### [Record list]

## START

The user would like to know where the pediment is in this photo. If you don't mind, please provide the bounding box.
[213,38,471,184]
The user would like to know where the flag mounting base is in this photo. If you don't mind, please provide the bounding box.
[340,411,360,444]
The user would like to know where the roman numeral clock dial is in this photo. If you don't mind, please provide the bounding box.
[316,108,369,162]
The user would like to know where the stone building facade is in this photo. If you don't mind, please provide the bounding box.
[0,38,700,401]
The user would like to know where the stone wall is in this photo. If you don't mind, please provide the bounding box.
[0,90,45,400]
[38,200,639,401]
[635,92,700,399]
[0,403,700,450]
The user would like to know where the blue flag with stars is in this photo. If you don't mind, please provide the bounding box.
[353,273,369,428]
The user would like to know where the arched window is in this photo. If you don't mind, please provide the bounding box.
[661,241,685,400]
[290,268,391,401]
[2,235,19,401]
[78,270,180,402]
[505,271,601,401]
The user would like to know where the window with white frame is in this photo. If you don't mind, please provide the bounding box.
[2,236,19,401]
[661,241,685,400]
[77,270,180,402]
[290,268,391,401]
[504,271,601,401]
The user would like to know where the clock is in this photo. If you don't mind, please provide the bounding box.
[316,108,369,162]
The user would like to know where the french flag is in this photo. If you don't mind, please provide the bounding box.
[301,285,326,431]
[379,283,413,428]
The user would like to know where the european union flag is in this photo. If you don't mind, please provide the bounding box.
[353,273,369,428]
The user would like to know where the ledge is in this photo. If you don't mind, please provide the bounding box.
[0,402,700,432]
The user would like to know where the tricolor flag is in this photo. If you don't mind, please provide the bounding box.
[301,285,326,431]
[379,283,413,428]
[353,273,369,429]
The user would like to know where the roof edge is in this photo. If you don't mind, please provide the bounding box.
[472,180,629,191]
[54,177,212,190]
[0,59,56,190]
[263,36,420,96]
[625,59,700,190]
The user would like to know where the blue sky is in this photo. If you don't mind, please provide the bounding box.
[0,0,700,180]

## END
## START

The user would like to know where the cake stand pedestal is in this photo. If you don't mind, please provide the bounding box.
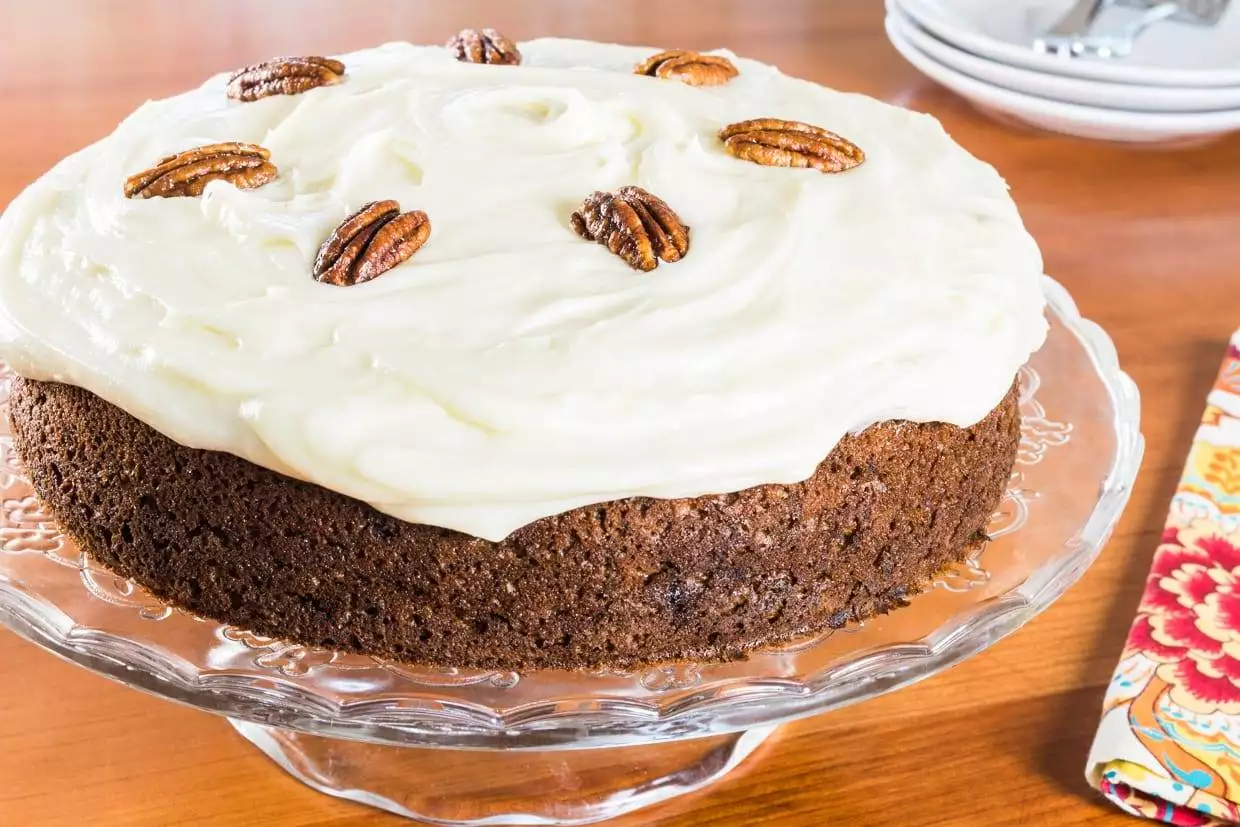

## END
## START

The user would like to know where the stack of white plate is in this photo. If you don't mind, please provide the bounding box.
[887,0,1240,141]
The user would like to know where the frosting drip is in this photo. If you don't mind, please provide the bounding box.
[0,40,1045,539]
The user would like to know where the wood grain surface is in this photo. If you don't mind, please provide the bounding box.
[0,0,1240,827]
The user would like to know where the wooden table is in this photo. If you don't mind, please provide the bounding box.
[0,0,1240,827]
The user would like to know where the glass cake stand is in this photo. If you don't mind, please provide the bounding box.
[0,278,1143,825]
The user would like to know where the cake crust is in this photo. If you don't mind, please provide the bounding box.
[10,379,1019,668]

## END

### [Your instructions]
Can you format the records between the line holding "The user would like to know where the blue flag" and the line holding "[505,271,601,401]", inclusive, as a JSON list of strings, one string per line, leaving out any blank lines?

### [Problem solution]
[
  "The user would like to know where the blue flag with stars is in this photo. If you don't mind, please provide the bounding box.",
  "[353,273,369,428]",
  "The user would like to know where the arched window is in this photo. If you don't mind, please provide the bounding box.",
  "[661,241,685,400]",
  "[290,268,391,401]",
  "[2,235,19,401]",
  "[78,270,180,402]",
  "[505,271,601,401]"
]